**ЗАДАНИЕ:** Когда, согласно показанному отрывку, собираются спеть песню «Еж и елка»?

==== ПОКАЗАННЫЙ ОТРЫВОК ====

Ну разве не чудо - поющие новогодние игрушки! Да не о том поющие, как каждая из них сама по себе красива, а о том, как они делают друг друга ярче и все вместе сказочно елку украшают. А ведь часто мы ЧТО в стихах и сценках видим: "Кто самый красивый? Я! Нет - я!". А как оно важно научить друг другом полюбоваться и общее дело сделать!
Ощущение добра, теплоты исходит от каждой песне, даже если по содержанию в ней об этом и не говорится ни слова. Вот "Горячая пора", например. Я с некоторой опаской слушать ее стала - уж очень на слуху песня Журбина на этот текст. А здесь все совсем иначе. И слышится мне не потребительское к Деду Морозу отношение и безоглядная радость и веселье, а доброта, мягкость, благодарность.
А уж "Еж и елка"... Не стану Нового года дожидаться! В ноябре, в день матери споем. Ведь доброте, чуткости, вниманию друг к другу каждая мама своего малыша научить должна!

==== ДАННЫЕ НАБОРА ====

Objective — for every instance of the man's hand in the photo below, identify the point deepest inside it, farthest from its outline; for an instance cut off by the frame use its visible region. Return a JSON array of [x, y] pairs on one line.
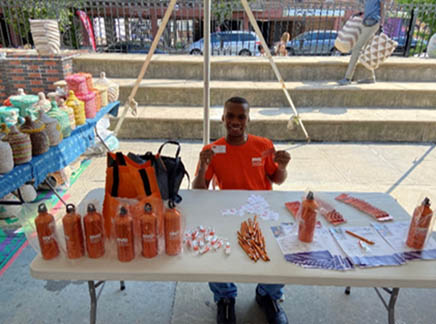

====

**ОТВЕТ:** В ноябре, в день матери.